## WORK TO BE COMPLETED
If an entry holds a picture, leave that picture out and reproduce everything else exactly.

## GIVEN DATA
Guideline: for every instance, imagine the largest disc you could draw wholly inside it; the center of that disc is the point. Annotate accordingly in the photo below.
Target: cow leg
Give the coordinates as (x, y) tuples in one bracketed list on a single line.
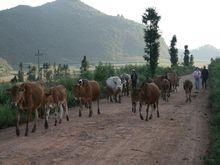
[(151, 114), (190, 96), (140, 106), (35, 121), (80, 109), (134, 107), (27, 121), (110, 98), (61, 113), (65, 107), (55, 113), (158, 113), (46, 118), (119, 98), (90, 109), (98, 107), (17, 124), (116, 99), (147, 112)]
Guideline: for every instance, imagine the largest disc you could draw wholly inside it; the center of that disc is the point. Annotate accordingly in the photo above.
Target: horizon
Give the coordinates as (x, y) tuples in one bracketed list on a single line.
[(194, 37)]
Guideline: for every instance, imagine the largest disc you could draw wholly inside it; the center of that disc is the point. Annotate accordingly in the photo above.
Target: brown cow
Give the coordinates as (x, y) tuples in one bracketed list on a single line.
[(135, 98), (27, 97), (87, 91), (165, 89), (174, 79), (56, 98), (158, 80), (188, 85), (149, 94), (115, 94)]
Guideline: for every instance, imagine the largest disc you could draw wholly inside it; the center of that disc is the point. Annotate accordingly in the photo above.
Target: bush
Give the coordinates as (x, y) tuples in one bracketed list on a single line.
[(7, 116), (214, 156)]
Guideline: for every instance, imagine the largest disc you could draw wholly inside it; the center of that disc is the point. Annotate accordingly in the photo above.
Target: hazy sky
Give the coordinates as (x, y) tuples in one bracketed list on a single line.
[(195, 22)]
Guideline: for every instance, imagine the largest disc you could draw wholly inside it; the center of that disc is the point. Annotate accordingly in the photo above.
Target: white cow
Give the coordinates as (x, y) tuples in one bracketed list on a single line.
[(114, 88), (126, 82)]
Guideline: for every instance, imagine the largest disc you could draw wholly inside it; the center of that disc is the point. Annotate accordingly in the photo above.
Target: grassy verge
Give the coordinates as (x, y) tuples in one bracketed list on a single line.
[(214, 156), (100, 74)]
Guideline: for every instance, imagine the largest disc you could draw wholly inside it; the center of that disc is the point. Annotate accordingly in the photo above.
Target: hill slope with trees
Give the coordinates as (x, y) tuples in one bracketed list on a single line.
[(65, 31)]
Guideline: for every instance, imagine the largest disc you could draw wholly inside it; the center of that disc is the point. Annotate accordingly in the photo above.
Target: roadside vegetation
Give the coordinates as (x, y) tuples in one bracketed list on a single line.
[(101, 73), (214, 156)]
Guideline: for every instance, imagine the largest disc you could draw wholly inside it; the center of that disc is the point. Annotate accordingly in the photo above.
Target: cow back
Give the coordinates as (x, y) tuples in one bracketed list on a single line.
[(33, 95), (59, 93), (149, 93)]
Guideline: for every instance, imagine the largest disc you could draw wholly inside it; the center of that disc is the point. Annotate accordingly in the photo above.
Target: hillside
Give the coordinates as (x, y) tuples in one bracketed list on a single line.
[(5, 68), (65, 30), (205, 52)]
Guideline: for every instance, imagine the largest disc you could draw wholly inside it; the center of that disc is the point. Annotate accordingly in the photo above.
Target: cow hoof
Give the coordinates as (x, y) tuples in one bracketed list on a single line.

## OUTPUT FOR THIS TASK
Guideline: for every instance, imagine the largest disc you could draw wholly inside it; the center of that disc is the point. Annotate accordingly in the photo below.
Target: cow leg
Give the coordinates as (x, y) tuples in one bracketed list on a single line.
[(151, 114), (190, 96), (140, 106), (35, 121), (80, 109), (134, 107), (27, 121), (110, 98), (61, 113), (65, 107), (55, 113), (158, 113), (46, 118), (119, 98), (90, 109), (98, 107), (17, 124), (116, 99), (147, 112)]
Guideline: for every instance, imagine the largest disc you could draw wholly inside it; the center of that disc is the point. Annotate accordingly in the photo above.
Target: horizon
Give the coordinates as (x, y) tuples in one bracketed list on a single line.
[(194, 37)]
Guideline: for every instance, imagine the largest disc you could draw wholly inside it; the center of that disc is the point. Annotate accordingly in the photo above.
Target: brown cow
Give the coordinates as (x, y) tuples in one bracketed list on a single line.
[(135, 98), (27, 97), (87, 91), (165, 89), (174, 79), (56, 98), (158, 80), (188, 85), (149, 94), (115, 94)]
Guideline: for every instance, imagine the largest disc you could draw wholly inside it; the center of that disc is the point. Annotate accordingly in the photo above.
Target: bush
Give the coordinates as (x, y) tuples in one bracketed list on a single line.
[(7, 116), (214, 156)]
Guideline: for every instance, imagine the largest disc you could draw wholly inside it; the center of that disc is the point. Annotate accordingly in the photo above.
Target: hazy sky
Give the coordinates as (x, y) tuples in one bracketed list on a single line.
[(195, 22)]
Guideline: for every instance, imagine the largest disc you could draw wholly inside it; the center of that disc is the point. Annotate accordingly in the photo above.
Target: white cow
Give the coordinates as (x, y) tuples in one bracketed list on a single line.
[(114, 88), (126, 82)]
Guideline: for every instance, imagine the largest disc you could draw wholly inside it; the center of that disc is the point. Annotate accordingly in the photo above.
Target: grassy verge
Give the coordinates as (x, y) tuples in one bracketed list on a single line.
[(214, 156), (100, 74)]
Guideline: for every instance, imagine the largest disc you could draw wholly inside it; the center of that disc is the point. Annotate accordingly in the photo above.
Target: hill slope with trees
Give the coordinates as (x, y) tuples in one bracketed list on a single line.
[(65, 31)]
Guideline: for every instance, imagine the largest disc you could draw wholly inside it; the center of that disc is the point. Annotate accordingly in the photo above.
Target: roadside vegetation
Give the coordinates as (x, y) tuples in one bracketed list on a single line.
[(101, 73), (214, 156)]
Guideline: for every instance, imagine the largest disc you could draw wholly inside it; the center of that disc is the point. Annotate accordingly in the photo above.
Target: cow back
Give the coordinates as (x, y) tuples in one bracketed list on a single line.
[(33, 95), (59, 93), (149, 93)]
Guideline: for every instance, imagine the largest disc you could draw wholly inside it; the center of that disc is the point. Annotate accordingly in the photo above.
Target: hillside
Give the coordinates as (x, y) tuples in one bracketed list on a single line.
[(5, 68), (65, 30), (205, 52)]
Guideline: for every instance, imagine the largest disc you could draw wholly inside it; the center of that disc is the point. Annotate accordingly in the photo above.
Target: cow hoof
Give the coordinates as (x, y) tuples in one bracketed list on a single line.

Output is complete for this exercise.